* [Records in a dataset]
****************************************

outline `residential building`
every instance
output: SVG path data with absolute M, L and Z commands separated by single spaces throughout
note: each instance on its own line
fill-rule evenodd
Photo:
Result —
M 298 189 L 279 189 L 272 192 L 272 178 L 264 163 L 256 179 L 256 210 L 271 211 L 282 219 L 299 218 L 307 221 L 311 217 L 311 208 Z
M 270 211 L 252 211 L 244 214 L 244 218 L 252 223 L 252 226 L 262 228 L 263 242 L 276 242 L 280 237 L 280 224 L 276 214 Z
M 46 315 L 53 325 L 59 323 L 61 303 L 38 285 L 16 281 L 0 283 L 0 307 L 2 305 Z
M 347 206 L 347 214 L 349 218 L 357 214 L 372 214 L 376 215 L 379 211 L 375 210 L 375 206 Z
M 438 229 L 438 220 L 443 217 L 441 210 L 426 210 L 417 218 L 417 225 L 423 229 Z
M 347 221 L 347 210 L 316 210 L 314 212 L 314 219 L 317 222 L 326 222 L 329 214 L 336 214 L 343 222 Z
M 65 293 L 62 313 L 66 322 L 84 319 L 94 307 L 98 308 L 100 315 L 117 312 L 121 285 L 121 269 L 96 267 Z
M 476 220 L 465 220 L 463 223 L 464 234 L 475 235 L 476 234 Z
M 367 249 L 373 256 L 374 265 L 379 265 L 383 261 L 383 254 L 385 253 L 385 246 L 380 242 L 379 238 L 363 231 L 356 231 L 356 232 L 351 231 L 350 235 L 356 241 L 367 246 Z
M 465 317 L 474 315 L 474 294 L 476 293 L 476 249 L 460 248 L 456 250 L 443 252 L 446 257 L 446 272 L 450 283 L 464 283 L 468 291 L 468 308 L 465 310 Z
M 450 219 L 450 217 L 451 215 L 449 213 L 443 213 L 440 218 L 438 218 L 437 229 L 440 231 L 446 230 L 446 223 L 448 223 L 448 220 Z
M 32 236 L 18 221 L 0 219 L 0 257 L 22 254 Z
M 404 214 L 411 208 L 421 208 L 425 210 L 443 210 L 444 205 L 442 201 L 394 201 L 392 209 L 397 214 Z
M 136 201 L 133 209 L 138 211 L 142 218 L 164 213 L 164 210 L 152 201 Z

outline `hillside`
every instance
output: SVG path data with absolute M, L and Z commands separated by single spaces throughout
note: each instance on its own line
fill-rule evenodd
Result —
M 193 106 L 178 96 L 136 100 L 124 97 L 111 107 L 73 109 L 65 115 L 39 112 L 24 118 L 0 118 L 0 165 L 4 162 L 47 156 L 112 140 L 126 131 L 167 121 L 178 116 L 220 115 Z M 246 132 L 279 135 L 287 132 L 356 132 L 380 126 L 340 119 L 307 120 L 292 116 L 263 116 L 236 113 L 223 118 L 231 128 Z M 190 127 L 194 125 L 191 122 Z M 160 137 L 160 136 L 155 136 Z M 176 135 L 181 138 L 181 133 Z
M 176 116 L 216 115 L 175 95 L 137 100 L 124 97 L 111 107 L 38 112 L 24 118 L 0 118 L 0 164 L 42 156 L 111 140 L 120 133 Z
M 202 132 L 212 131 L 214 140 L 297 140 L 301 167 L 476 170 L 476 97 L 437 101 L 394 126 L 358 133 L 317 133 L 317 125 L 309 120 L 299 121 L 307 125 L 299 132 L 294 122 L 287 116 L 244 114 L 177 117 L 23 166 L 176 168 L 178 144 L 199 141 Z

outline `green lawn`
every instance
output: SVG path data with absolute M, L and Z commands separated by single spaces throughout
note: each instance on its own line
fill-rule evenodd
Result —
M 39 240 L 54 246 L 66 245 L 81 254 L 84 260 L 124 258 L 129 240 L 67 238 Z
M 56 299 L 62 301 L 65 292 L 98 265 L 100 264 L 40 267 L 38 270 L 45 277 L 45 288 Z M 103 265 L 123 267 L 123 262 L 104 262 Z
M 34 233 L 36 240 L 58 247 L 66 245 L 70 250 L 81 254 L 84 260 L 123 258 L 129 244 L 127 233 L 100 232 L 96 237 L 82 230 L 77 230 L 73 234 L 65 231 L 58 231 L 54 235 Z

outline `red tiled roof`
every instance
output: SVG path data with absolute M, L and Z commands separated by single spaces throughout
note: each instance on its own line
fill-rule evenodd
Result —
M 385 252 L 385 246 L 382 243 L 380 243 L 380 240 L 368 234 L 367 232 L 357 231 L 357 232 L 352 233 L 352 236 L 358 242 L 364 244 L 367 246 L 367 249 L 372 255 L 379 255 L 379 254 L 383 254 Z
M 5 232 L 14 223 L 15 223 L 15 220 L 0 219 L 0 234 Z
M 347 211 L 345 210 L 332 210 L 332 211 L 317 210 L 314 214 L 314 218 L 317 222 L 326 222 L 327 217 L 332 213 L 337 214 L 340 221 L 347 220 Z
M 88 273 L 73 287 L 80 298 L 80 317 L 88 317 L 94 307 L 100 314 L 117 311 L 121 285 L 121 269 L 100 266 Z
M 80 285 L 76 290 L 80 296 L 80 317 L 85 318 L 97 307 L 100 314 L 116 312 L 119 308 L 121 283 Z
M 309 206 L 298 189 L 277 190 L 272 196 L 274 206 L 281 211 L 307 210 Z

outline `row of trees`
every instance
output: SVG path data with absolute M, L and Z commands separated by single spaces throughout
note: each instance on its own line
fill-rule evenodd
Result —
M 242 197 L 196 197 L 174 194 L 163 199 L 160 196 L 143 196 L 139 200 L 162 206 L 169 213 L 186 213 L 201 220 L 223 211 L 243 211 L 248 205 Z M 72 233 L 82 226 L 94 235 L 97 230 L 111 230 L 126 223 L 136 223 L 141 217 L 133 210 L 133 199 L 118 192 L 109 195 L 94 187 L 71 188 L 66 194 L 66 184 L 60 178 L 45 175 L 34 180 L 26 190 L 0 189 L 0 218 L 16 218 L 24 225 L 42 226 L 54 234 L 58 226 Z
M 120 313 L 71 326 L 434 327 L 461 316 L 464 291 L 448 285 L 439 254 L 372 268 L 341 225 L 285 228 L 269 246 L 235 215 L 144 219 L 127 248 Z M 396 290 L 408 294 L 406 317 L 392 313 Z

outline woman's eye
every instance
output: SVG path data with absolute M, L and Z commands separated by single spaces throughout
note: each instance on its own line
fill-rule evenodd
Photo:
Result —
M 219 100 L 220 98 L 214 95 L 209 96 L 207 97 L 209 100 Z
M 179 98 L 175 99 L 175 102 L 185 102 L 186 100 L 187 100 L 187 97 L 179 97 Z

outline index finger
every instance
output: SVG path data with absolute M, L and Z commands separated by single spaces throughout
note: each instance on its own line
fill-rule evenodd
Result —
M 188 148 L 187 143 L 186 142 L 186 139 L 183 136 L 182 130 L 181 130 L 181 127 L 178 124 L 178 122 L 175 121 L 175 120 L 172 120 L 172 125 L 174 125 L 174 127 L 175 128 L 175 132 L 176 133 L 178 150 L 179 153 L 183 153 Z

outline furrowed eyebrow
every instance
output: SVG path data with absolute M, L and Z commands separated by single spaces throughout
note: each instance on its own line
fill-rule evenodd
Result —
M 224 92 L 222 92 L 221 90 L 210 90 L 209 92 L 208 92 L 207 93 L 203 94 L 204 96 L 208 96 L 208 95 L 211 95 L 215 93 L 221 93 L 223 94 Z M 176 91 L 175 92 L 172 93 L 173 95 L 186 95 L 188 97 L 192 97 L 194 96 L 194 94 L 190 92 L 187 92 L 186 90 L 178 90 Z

****************************************

* [What you are asked to do] Copy every one of the records above word for word.

* [Result of this exercise]
outline `residential building`
every instance
output: SVG path data with absolute M, L and Z commands separated by single spaces throughout
note: each instance on its own line
fill-rule evenodd
Photo:
Result —
M 298 189 L 279 189 L 272 192 L 272 178 L 264 163 L 256 179 L 256 210 L 271 211 L 282 219 L 299 218 L 307 221 L 311 217 L 311 208 Z
M 270 211 L 252 211 L 244 214 L 244 218 L 252 223 L 252 226 L 262 228 L 263 242 L 276 242 L 280 237 L 280 224 L 276 214 Z
M 46 315 L 53 325 L 59 323 L 61 303 L 38 285 L 16 281 L 0 283 L 0 307 L 2 305 Z
M 347 206 L 347 214 L 349 218 L 357 214 L 372 214 L 376 215 L 379 211 L 375 210 L 375 206 Z
M 438 229 L 438 220 L 443 217 L 441 210 L 426 210 L 417 218 L 417 225 L 423 229 Z
M 347 221 L 347 210 L 316 210 L 314 212 L 314 219 L 317 222 L 326 222 L 329 214 L 336 214 L 343 222 Z
M 65 293 L 62 313 L 66 322 L 84 319 L 94 307 L 98 308 L 100 315 L 117 312 L 121 285 L 121 269 L 96 267 Z
M 476 220 L 465 220 L 463 223 L 464 234 L 475 235 L 476 234 Z
M 367 249 L 373 256 L 374 265 L 379 265 L 383 261 L 383 254 L 385 253 L 385 246 L 380 242 L 379 238 L 363 231 L 356 231 L 356 232 L 351 231 L 350 235 L 356 241 L 367 246 Z
M 465 317 L 474 315 L 474 294 L 476 293 L 476 249 L 460 248 L 456 250 L 443 252 L 446 257 L 446 272 L 450 283 L 464 283 L 468 291 L 468 308 L 465 310 Z
M 450 219 L 450 217 L 451 215 L 449 213 L 443 213 L 440 218 L 438 218 L 437 229 L 440 231 L 446 230 L 446 223 L 448 223 L 448 220 Z
M 32 236 L 18 221 L 0 219 L 0 257 L 22 254 Z
M 404 214 L 411 208 L 421 208 L 425 210 L 443 210 L 444 205 L 442 201 L 394 201 L 392 209 L 397 214 Z
M 136 201 L 133 209 L 138 211 L 142 218 L 164 213 L 164 210 L 152 201 Z

outline `hillside`
every instance
output: SVG path data with absolute M, L and Z commands separated by single spaces throughout
note: each instance on its own line
fill-rule evenodd
Result —
M 193 106 L 178 96 L 136 100 L 124 97 L 111 107 L 73 109 L 65 115 L 39 112 L 24 118 L 0 118 L 0 165 L 4 162 L 47 156 L 112 140 L 126 131 L 167 121 L 178 116 L 220 115 Z M 246 132 L 279 135 L 287 132 L 356 132 L 380 126 L 340 119 L 307 120 L 292 116 L 263 116 L 236 113 L 223 118 L 231 128 Z M 190 127 L 194 125 L 191 122 Z M 160 137 L 160 136 L 155 136 Z M 176 135 L 181 138 L 181 133 Z
M 176 116 L 216 115 L 175 95 L 137 100 L 124 97 L 111 107 L 38 112 L 24 118 L 0 118 L 0 164 L 42 156 L 111 140 L 120 133 Z
M 202 132 L 212 131 L 214 140 L 297 140 L 301 167 L 476 170 L 476 97 L 437 101 L 394 126 L 358 133 L 317 133 L 317 125 L 309 120 L 299 121 L 307 125 L 299 132 L 294 122 L 287 116 L 244 114 L 177 117 L 23 166 L 176 168 L 178 144 L 199 141 Z

outline `green lawn`
every instance
output: SVG path data with absolute M, L and Z commands separated by single spaces throughout
note: each instance on its own line
fill-rule evenodd
Result —
M 39 240 L 54 246 L 66 245 L 81 254 L 84 260 L 124 258 L 129 240 L 67 238 Z
M 56 299 L 62 301 L 65 292 L 98 265 L 100 264 L 40 267 L 38 270 L 45 277 L 45 288 Z M 103 265 L 123 267 L 123 262 L 104 262 Z
M 34 233 L 36 240 L 58 247 L 66 245 L 70 250 L 81 254 L 84 260 L 123 258 L 129 244 L 127 233 L 100 232 L 96 237 L 82 230 L 77 230 L 73 234 L 65 231 L 58 231 L 54 235 Z

outline `red tiled roof`
every instance
output: SVG path data with absolute M, L and Z commands separated by single spaces throughout
note: each instance on its own line
fill-rule evenodd
Result —
M 385 252 L 385 246 L 382 243 L 380 243 L 380 240 L 368 234 L 367 232 L 357 231 L 357 232 L 352 233 L 352 236 L 358 242 L 364 244 L 367 246 L 367 249 L 372 255 L 379 255 L 379 254 L 383 254 Z
M 5 232 L 14 223 L 15 223 L 15 220 L 0 219 L 0 234 Z
M 347 211 L 345 210 L 332 210 L 332 211 L 317 210 L 314 214 L 314 218 L 317 222 L 326 222 L 327 217 L 332 213 L 337 214 L 340 221 L 347 220 Z
M 88 273 L 73 287 L 80 298 L 80 317 L 88 317 L 94 307 L 100 314 L 117 311 L 121 285 L 121 269 L 100 266 Z
M 80 285 L 76 290 L 80 296 L 80 317 L 85 318 L 97 307 L 100 314 L 116 312 L 119 308 L 121 283 Z
M 309 206 L 298 189 L 277 190 L 272 196 L 274 206 L 281 211 L 307 210 Z

outline `row of trees`
every instance
output: SVG path data with absolute M, L and Z commands separated by single spaces throughout
note: each instance on its own line
fill-rule evenodd
Result —
M 242 197 L 196 197 L 174 194 L 163 199 L 160 196 L 143 196 L 139 200 L 162 206 L 169 213 L 186 213 L 201 220 L 223 211 L 243 211 L 248 205 Z M 72 233 L 82 226 L 94 235 L 97 230 L 111 230 L 126 223 L 136 223 L 141 217 L 133 210 L 133 199 L 118 192 L 109 195 L 94 187 L 71 188 L 66 194 L 66 184 L 60 178 L 45 175 L 34 180 L 26 190 L 0 189 L 0 218 L 16 218 L 24 225 L 42 226 L 54 234 L 58 226 Z
M 120 313 L 71 326 L 434 327 L 461 316 L 464 291 L 448 285 L 439 254 L 372 268 L 341 225 L 285 228 L 269 246 L 235 215 L 144 219 L 127 248 Z M 396 290 L 408 294 L 406 317 L 392 313 Z

outline woman's eye
every instance
output: SVG path data with absolute M, L and Z commands separated by single spaces throughout
note: each instance on its own line
fill-rule evenodd
Photo:
Result —
M 219 100 L 220 98 L 214 95 L 209 96 L 207 97 L 209 100 Z
M 179 98 L 175 99 L 175 102 L 185 102 L 186 100 L 187 100 L 187 97 L 179 97 Z

outline index finger
every instance
output: SVG path data with absolute M, L and Z commands separated by single spaces throughout
note: each instance on its own line
fill-rule evenodd
Result —
M 188 148 L 187 143 L 186 142 L 186 139 L 183 136 L 182 130 L 181 130 L 181 127 L 178 124 L 178 122 L 175 121 L 175 120 L 172 120 L 172 125 L 174 125 L 174 127 L 175 128 L 175 132 L 176 133 L 178 150 L 179 153 L 183 153 Z

outline furrowed eyebrow
every instance
output: SVG path data with absolute M, L and Z commands separated by single spaces throughout
note: each instance on its own line
fill-rule evenodd
Result —
M 224 92 L 222 92 L 221 90 L 210 90 L 209 92 L 208 92 L 207 93 L 203 94 L 204 96 L 208 96 L 208 95 L 211 95 L 215 93 L 221 93 L 223 94 Z M 176 91 L 175 92 L 172 93 L 173 95 L 186 95 L 188 97 L 192 97 L 194 96 L 194 94 L 190 92 L 187 92 L 186 90 L 178 90 Z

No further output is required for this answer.